→ **Exercise text**
_ _ _

I Quit!


Two words. Massive implication. Race stopping. Game over. The end. DoNotPassGo.

We have all thought it at some point. And I am willing to bet we have all succumbed to it at one time or another. Doesn’t matter whether you are a 2:30 marathoner or a 5 hour marathoner. We have all had that moment when we just can’t face it anymore. Maybe I QUIT! is a tad dramatic. But we have all started making excuses before we stop. I know I have. It happens more often than you might believe.

I DNF’d my first ultra. The 2012 Clydestride. At 30 miles I just had had enough. I had turned my ankle in the coo field about 5 miles before the CP where I withdrew. I officially withdrew with an injury. The truth is I lacked heart for the fight. It hurts to write that even nine years later. Even though I have went back twice and had redemptive runs on both appearances since.

I have had three serious DNF/early baths. In 2017 I had to drop at about 16 hours in my 24 hour GB debut. On that occasion the brilliant, and sadly missed, GB physio Guy pulled me out with a hamstring tear. When he pressed his finger into it I could have cried. Pain and hurt. Injury and anguish. I had stumbled on as far as I could. It was devastating. But it made me hungrier to come back. This experience was immensely important in my mental ability to recover from a horrible first half of the in Romania the following year. I used that anguish as fuel to keep pushing.

_ _ _

Segmentation mask records
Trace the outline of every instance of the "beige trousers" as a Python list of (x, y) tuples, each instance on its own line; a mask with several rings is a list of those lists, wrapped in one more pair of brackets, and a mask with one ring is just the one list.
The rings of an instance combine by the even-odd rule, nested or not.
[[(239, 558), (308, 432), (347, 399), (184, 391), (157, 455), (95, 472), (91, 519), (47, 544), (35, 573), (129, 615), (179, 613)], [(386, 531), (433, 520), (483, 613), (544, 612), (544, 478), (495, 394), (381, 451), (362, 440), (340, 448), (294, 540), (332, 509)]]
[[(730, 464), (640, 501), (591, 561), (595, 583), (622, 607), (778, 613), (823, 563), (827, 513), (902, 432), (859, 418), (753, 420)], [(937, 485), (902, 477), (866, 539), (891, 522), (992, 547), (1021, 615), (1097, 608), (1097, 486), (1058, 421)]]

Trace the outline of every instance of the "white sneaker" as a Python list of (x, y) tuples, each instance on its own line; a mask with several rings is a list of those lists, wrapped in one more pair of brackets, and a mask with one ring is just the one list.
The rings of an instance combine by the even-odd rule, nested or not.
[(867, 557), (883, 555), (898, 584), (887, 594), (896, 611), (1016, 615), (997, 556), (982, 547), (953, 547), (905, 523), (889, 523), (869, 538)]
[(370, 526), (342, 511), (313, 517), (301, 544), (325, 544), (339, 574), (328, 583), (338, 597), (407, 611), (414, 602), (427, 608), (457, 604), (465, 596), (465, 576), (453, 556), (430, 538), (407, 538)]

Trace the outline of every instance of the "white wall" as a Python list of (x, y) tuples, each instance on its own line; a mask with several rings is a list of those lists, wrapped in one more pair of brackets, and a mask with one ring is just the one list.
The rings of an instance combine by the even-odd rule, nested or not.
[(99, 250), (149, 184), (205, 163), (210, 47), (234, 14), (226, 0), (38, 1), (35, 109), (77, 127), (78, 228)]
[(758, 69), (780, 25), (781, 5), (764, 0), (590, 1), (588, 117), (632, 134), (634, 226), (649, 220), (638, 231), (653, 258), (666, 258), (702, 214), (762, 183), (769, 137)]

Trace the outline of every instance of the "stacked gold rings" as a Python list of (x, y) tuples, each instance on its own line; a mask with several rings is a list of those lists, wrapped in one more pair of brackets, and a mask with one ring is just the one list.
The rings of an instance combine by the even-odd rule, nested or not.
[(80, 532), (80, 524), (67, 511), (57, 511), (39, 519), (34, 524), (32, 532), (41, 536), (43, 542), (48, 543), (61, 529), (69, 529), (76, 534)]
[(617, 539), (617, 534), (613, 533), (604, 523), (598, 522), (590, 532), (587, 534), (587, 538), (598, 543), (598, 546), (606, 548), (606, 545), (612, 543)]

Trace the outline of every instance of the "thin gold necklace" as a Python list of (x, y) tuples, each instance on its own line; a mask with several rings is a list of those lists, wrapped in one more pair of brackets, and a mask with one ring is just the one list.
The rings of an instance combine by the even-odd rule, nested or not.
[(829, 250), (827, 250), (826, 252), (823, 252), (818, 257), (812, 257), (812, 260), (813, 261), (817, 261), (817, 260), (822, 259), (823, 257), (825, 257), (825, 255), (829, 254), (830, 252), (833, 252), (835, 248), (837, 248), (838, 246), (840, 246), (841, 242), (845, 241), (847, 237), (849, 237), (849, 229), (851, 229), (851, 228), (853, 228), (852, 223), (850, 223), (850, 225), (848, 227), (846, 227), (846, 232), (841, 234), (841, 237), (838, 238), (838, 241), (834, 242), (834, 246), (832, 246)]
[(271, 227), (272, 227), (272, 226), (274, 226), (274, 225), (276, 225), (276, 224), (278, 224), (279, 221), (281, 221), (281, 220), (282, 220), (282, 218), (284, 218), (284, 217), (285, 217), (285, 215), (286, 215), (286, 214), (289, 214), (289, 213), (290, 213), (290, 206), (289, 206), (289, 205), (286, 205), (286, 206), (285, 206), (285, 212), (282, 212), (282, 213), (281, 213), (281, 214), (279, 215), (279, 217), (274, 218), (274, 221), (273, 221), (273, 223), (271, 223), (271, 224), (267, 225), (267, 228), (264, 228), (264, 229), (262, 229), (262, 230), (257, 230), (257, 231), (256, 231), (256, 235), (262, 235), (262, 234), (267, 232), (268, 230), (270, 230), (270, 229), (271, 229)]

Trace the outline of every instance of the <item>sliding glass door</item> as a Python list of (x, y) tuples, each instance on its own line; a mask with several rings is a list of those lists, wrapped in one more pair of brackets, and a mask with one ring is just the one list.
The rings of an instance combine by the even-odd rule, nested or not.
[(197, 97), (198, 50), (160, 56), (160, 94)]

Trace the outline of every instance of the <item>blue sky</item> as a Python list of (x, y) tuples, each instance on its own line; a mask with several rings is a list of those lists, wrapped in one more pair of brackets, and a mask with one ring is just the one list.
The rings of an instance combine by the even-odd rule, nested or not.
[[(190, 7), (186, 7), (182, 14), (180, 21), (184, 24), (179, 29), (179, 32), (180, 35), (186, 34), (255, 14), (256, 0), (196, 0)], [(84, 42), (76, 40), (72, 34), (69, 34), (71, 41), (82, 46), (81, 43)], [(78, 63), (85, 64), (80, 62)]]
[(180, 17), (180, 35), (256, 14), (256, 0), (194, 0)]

_ _ _

→ **Brief 1**
In the essay on quitting races, at what distance did the writer withdraw from the 2012 Clydestride?
→ **Brief 2**
Please say whether each statement agrees with the essay on quitting races, giving yes or no and the deciding words of the essay: (a) The writer finished their first ultra. (b) A physio pulled the writer out of a race with a hamstring tear. (c) The writer has not returned to the Clydestride since withdrawing.
→ **Brief 3**
Pick up the essay on quitting races after its last sentence and continue it.
The records stand apart from the essay on quitting races.

→ **Output 1**
At 30 miles.

→ **Output 2**
(a) No: "I DNF’d my first ultra."
(b) Yes: "GB physio Guy pulled me out with a hamstring tear."
(c) No: "I have went back twice and had redemptive runs on both appearances since."

→ **Output 3**
Before that, back in 2014 when we were all scared of a worldwide pandemic (ebola!), I had an almost identical experience at Glenmore 24. I withdrew at 108 miles even though I hada handsome lead. The win was possible but long term injury was certain after I had fallen and cracked my knee. The physio advice again took precedent. I would go back the next year and break the course record and really put my name out there in 24 hour racing.

The third experience was at the Autumn 100. In 2017 I spewed my way to second place behind the wonderful Paul Maskell. I felt that was a bit of a disastrous race. So in 2018 I went back for redemption. 500 metres in I went over on my ankle. Craig Holgate and I were leading after leg 1 (25 miles) but I was in pain after two more ankle turns. Craig withdrew injured at 25 miles. I pushed on but at 45 miles the pain was too much and I was struggling to run properly. Despite leading I knew I was doing damage. A phone call to Andy later and I was out. Ankle was up like a balloon. Pain and anguish. Injury and hurt. After recovery from this I went on to run some of my best miles ever at the inaugural Pyllon Endeavour. Fuelled again by the disappointment.

When you have run ultras enough there are always highs and lows. My DNF at Clydestride was a low. A mental failure and a massive lesson. I quit that day.

The other three experiences were not quitting. Like a footballer misses chances, or a golfer loses a lead, in ultrarunning you have to suffer falls (sometimes literally) in order to achieve anything. I used those disappointments to bounce back stronger. I vowed after my first ultra I’d never quit again. I may withdraw. But I would never quit.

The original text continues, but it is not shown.